**EXERCISE DETAILS**
Copy every one of the records below word for word, and leave the pictures out of your copy.

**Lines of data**
■ ■ ■ ■ ■

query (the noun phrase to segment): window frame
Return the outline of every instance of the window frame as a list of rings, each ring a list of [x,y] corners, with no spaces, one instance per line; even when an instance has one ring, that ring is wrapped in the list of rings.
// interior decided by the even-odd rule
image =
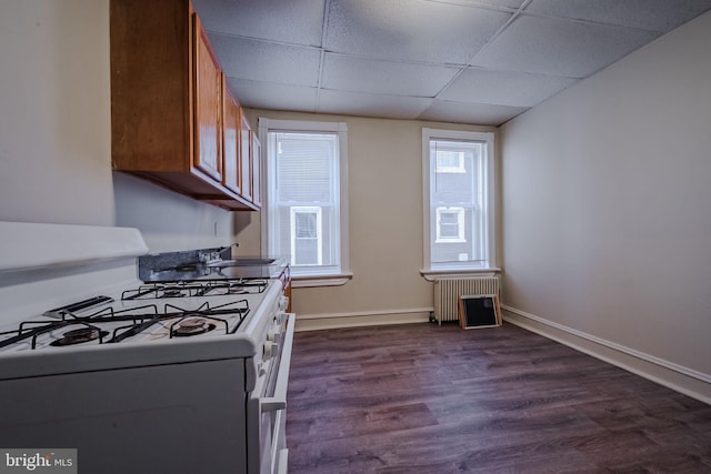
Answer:
[[[464,208],[460,205],[439,205],[435,208],[437,212],[437,243],[462,243],[465,242],[464,238]],[[457,215],[457,236],[442,236],[442,214],[455,214]]]
[[[318,266],[300,266],[291,268],[291,278],[293,288],[302,286],[331,286],[342,285],[347,283],[352,273],[349,266],[349,229],[348,229],[348,125],[344,122],[317,122],[317,121],[303,121],[303,120],[280,120],[280,119],[259,119],[259,138],[262,143],[261,159],[266,163],[263,168],[267,170],[264,186],[266,192],[262,199],[261,210],[261,251],[263,255],[274,254],[274,240],[273,233],[270,232],[270,224],[273,218],[273,199],[277,190],[277,175],[274,172],[276,163],[270,157],[269,141],[270,132],[286,132],[286,133],[328,133],[338,135],[338,151],[339,151],[339,172],[338,172],[338,211],[339,211],[339,224],[337,226],[339,232],[339,246],[338,253],[339,262],[332,268]],[[299,208],[306,208],[308,204],[299,205]],[[287,256],[287,255],[277,255]],[[293,259],[293,255],[288,255]],[[290,260],[291,261],[291,260]]]
[[[485,226],[482,234],[485,242],[483,242],[483,261],[464,261],[464,262],[447,262],[447,263],[433,263],[432,262],[432,244],[438,243],[439,236],[439,223],[437,219],[437,208],[449,206],[453,209],[458,206],[455,203],[448,204],[433,204],[431,203],[431,192],[434,183],[434,178],[438,172],[437,159],[432,159],[430,155],[430,142],[433,140],[443,141],[469,141],[480,142],[484,144],[484,160],[483,160],[483,174],[484,174],[484,190],[482,192],[482,212],[485,212],[485,216],[482,219],[482,224]],[[474,273],[490,273],[499,271],[497,268],[497,209],[495,209],[495,149],[494,149],[494,133],[493,132],[474,132],[474,131],[460,131],[460,130],[444,130],[444,129],[422,129],[422,194],[423,194],[423,266],[420,273],[428,280],[433,280],[440,275],[452,274],[474,274]],[[447,172],[447,171],[444,171]],[[453,240],[442,241],[439,243],[454,242]]]

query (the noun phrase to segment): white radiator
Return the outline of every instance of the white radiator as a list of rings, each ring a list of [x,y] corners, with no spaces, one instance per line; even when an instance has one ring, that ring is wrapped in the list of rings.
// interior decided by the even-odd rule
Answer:
[[[434,317],[459,321],[459,297],[499,295],[498,276],[444,278],[434,281]]]

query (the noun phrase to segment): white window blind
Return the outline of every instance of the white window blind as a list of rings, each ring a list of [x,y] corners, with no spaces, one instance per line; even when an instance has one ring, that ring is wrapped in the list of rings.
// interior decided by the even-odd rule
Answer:
[[[425,270],[485,269],[493,258],[493,135],[423,129]]]
[[[293,276],[344,272],[344,132],[340,123],[260,119],[267,137],[267,253],[288,255]]]

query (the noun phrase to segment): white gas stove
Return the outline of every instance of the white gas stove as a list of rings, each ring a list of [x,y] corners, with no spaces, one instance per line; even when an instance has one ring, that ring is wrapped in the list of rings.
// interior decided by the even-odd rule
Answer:
[[[279,279],[196,275],[204,262],[186,259],[224,250],[207,249],[140,256],[171,262],[144,282],[137,231],[0,230],[16,240],[0,251],[0,448],[76,448],[80,472],[286,472]],[[58,258],[58,235],[84,244]]]

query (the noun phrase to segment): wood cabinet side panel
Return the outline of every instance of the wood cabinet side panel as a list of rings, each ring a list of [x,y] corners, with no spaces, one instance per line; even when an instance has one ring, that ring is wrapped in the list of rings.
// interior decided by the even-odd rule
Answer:
[[[192,149],[190,9],[187,0],[111,0],[114,169],[189,169]]]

■ ■ ■ ■ ■

**EXERCISE ANSWER**
query (the noun phrase to segment): window frame
Return the outline of every instance of the window frame as a list of rings, each ring a list of [x,y] corners, with no spaces, one instance per line; even when an instance has one ring, that ring is wrapped in the list of rings.
// interior decided by the even-odd rule
image =
Answer:
[[[464,208],[460,205],[439,205],[435,208],[437,212],[437,243],[462,243],[465,242],[464,238]],[[457,215],[457,236],[442,236],[442,214],[455,214]]]
[[[318,266],[300,266],[291,268],[291,278],[293,288],[302,286],[331,286],[342,285],[347,283],[352,273],[349,266],[349,229],[348,229],[348,125],[344,122],[317,122],[317,121],[303,121],[303,120],[280,120],[280,119],[259,119],[259,138],[262,143],[261,159],[266,163],[263,168],[267,170],[264,186],[266,192],[262,199],[261,210],[261,251],[263,255],[274,254],[274,240],[273,233],[270,232],[270,224],[273,218],[273,199],[277,190],[277,175],[274,172],[276,163],[270,157],[269,141],[270,132],[286,132],[286,133],[328,133],[338,135],[338,151],[339,151],[339,172],[338,172],[338,211],[339,211],[339,224],[337,226],[339,232],[339,246],[338,253],[339,262],[332,268]],[[299,208],[306,208],[308,204],[299,205]],[[287,256],[287,255],[277,255]],[[293,259],[293,255],[288,255]],[[290,260],[291,261],[291,260]]]
[[[485,226],[482,234],[485,242],[483,242],[483,261],[464,261],[464,262],[447,262],[447,263],[433,263],[432,262],[432,244],[438,243],[439,236],[439,223],[437,219],[437,208],[449,206],[453,209],[458,206],[455,203],[448,204],[433,204],[431,203],[431,192],[434,183],[434,178],[438,172],[437,159],[432,159],[430,155],[430,142],[433,140],[443,141],[469,141],[480,142],[484,144],[484,160],[483,160],[483,174],[484,174],[484,190],[482,192],[482,212],[485,212],[485,216],[482,219],[482,224]],[[474,273],[490,273],[499,271],[497,268],[497,209],[495,209],[495,149],[494,149],[494,133],[493,132],[474,132],[474,131],[460,131],[460,130],[444,130],[444,129],[422,129],[422,194],[423,194],[423,266],[420,273],[428,280],[433,280],[440,275],[452,274],[474,274]],[[447,172],[447,171],[444,171]],[[453,240],[442,241],[439,243],[454,242]]]

query (the noun phrase to segment): white radiator
Return the outline of every instance of the white radiator as a list of rings, each ring a list of [x,y] corners, with no spaces, one instance per line; even when an instance has one ring, that ring is wrapped in the list of rings.
// interior decided by the even-odd rule
Answer:
[[[434,317],[459,321],[459,297],[499,295],[498,276],[444,278],[434,281]]]

query (the noun phrase to segment): white window blind
Return the outline of every instance of the white window blind as a list of rings, each ring a list of [x,y] corners, with no spaces, one instance per line; even when an instance has one ring, that ring is wrapped in the list of rings.
// interior decided by the even-odd rule
Answer:
[[[425,270],[485,269],[493,258],[493,135],[423,129]]]
[[[293,276],[344,272],[344,132],[340,123],[260,119],[267,137],[267,253],[288,255]]]

query (the noun phrase to segment): white gas stove
Return the outline of every instance of the white gas stove as a list of rings, each ring a list of [x,y] corners, with no spaces, one instance per line; even when an instance has one ring, that ring is wrapped in the list of rings.
// interior decided by the even-odd rule
Answer:
[[[279,279],[196,275],[204,262],[186,259],[224,250],[207,249],[140,256],[171,262],[144,282],[137,231],[0,230],[16,240],[0,251],[0,448],[76,448],[80,472],[286,472]],[[58,258],[58,235],[84,244]]]

query (the noun phrase to segment): wood cabinet side panel
Return the outline of every instance of the wood cabinet side panel as a list of rings, each ring a list of [x,y] corners, with no spaces, one instance per line; even when an instance has one ring, that ring is wrapped in the list of rings.
// interior decided by the even-odd rule
Answer:
[[[192,149],[190,9],[187,0],[111,0],[114,169],[189,169]]]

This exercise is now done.